▶ **Task goal**:
Render every line of the material below as a numbered list, omitting blank lines.

──────── Exercise data

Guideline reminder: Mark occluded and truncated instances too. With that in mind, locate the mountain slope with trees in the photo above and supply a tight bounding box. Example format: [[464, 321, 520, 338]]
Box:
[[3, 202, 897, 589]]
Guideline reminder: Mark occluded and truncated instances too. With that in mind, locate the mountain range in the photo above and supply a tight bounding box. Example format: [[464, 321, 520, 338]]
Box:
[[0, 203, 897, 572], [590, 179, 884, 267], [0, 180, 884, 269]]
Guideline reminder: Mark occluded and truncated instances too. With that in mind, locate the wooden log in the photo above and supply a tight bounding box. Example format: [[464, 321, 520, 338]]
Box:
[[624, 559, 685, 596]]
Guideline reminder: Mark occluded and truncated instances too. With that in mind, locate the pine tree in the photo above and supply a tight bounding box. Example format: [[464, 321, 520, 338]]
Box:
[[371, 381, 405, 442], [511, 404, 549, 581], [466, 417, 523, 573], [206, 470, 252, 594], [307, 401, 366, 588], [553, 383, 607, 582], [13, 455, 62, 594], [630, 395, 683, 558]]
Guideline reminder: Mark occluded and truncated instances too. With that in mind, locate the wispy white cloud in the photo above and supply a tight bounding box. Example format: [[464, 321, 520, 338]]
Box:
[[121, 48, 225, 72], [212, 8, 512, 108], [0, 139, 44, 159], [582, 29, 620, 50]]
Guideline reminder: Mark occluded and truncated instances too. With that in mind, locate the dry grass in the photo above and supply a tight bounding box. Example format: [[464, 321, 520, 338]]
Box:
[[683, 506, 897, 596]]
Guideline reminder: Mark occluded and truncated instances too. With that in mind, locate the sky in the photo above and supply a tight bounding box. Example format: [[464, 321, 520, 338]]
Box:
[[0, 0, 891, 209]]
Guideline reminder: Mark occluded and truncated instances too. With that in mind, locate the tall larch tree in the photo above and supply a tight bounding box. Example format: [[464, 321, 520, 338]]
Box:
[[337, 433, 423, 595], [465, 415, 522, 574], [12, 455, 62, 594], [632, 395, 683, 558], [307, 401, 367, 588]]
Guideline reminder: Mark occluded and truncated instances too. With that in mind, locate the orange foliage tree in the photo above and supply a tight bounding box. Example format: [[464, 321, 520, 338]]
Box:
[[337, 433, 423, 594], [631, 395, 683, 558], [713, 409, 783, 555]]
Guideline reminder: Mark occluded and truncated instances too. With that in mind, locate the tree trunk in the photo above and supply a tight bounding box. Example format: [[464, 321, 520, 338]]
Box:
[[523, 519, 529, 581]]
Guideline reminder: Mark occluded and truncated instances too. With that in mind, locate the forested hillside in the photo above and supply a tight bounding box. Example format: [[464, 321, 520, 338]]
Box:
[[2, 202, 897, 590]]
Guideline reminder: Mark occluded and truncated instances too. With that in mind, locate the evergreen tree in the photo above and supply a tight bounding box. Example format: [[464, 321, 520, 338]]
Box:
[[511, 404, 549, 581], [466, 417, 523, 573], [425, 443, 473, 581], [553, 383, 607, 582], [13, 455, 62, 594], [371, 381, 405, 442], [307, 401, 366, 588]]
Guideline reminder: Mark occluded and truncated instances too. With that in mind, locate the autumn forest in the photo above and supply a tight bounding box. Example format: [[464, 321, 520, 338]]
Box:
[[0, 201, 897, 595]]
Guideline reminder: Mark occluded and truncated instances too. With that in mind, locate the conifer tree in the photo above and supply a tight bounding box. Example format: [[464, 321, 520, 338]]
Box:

────────────────

▶ **Correct output**:
1. Guideline reminder: Mark occluded and truncated instances too. With that in mind, locate the mountain slope with trees in the photo above and supply a tight bounding box. Example format: [[464, 321, 520, 338]]
2. Box:
3. [[3, 202, 897, 589]]
4. Guideline reminder: Mark occluded and truncated instances too. With that in mind, locate the mountain range in the photo above and supply a tight bounding box. Example format: [[464, 321, 520, 338]]
5. Box:
6. [[0, 203, 897, 572], [590, 179, 884, 267], [0, 180, 884, 269]]
7. Guideline reminder: Mark occluded and truncated instances too. With that in mind, locate the wooden log in the photo above and supply a tight bounding box. Example format: [[464, 321, 520, 338]]
8. Box:
9. [[624, 559, 685, 596]]
10. Guideline reminder: Mark occluded and truncated instances too. With that in mind, locate the pine tree in the photo above and supply a tight bounding box. Example format: [[464, 321, 520, 338]]
11. Box:
12. [[371, 381, 405, 442], [511, 404, 549, 581], [466, 417, 523, 573], [206, 470, 252, 594], [307, 401, 366, 588], [553, 383, 607, 582], [13, 455, 62, 594], [630, 395, 683, 558]]
13. Guideline reminder: Mark occluded and truncated instances too. With that in mind, locate the wispy white cloud in the photo above and supply a tight bounding box. Example format: [[464, 321, 520, 338]]
14. Box:
15. [[121, 48, 225, 72], [212, 8, 512, 108], [0, 139, 44, 159], [582, 29, 620, 50]]
16. Guideline reminder: Mark occluded and truncated instances too. With that in mind, locate the dry grass in the photo above and supply a tight bounding box. Example format: [[464, 321, 520, 338]]
17. Box:
18. [[683, 506, 897, 596]]
19. Guideline reminder: Mark occluded and truncated instances too. With that in mind, locate the sky in the photo above and supply a tight bounding box. Example format: [[464, 321, 520, 338]]
20. Box:
21. [[0, 0, 891, 209]]
22. Guideline reminder: Mark occluded and truncated instances too. With that in mind, locate the tall larch tree in the photo above and supply a tight bounding box. Example format: [[464, 321, 520, 338]]
23. Box:
24. [[337, 433, 423, 595], [465, 415, 522, 574], [12, 455, 62, 594], [632, 395, 683, 558], [307, 401, 367, 588]]
25. Guideline reminder: Mark occluded and truncated instances too. With that in mind, locate the orange foliage tree in the photo above and supply a tight bounding box. Example format: [[464, 321, 520, 338]]
26. Box:
27. [[337, 433, 423, 594], [631, 395, 683, 558], [713, 409, 783, 555]]
28. Guideline reminder: Mark occluded and truncated instances too. With that in mind, locate the tree trunk in the photo above and supply a tight bounding box. Example format: [[464, 321, 520, 338]]
29. Box:
30. [[523, 519, 529, 581]]
31. Guideline reminder: Mark occluded and truncated instances too. With that in mind, locate the forested hillside in the photo above and supply a tight bounding box. Example format: [[464, 321, 520, 338]]
32. Box:
33. [[2, 202, 897, 590]]
34. Guideline reminder: Mark occluded and truncated instances too. With that in mind, locate the evergreen tree in the photo above and supply a tight bounding box. Example format: [[464, 321, 520, 338]]
35. Box:
36. [[511, 404, 549, 581], [466, 417, 523, 573], [425, 443, 473, 581], [553, 383, 607, 582], [13, 455, 62, 594], [371, 381, 405, 442], [307, 401, 366, 588]]
37. Guideline reminder: Mark occluded and truncated instances too. With that in mind, locate the autumn forest in the photo above and supply a tight bounding box. Example format: [[464, 321, 520, 338]]
38. Box:
39. [[0, 201, 897, 595]]
40. Guideline reminder: Mark occluded and truncated instances too. With that in mind, locate the conifer tree in the photo above and supply a tight bounding box. Example format: [[464, 321, 520, 338]]
41. Box:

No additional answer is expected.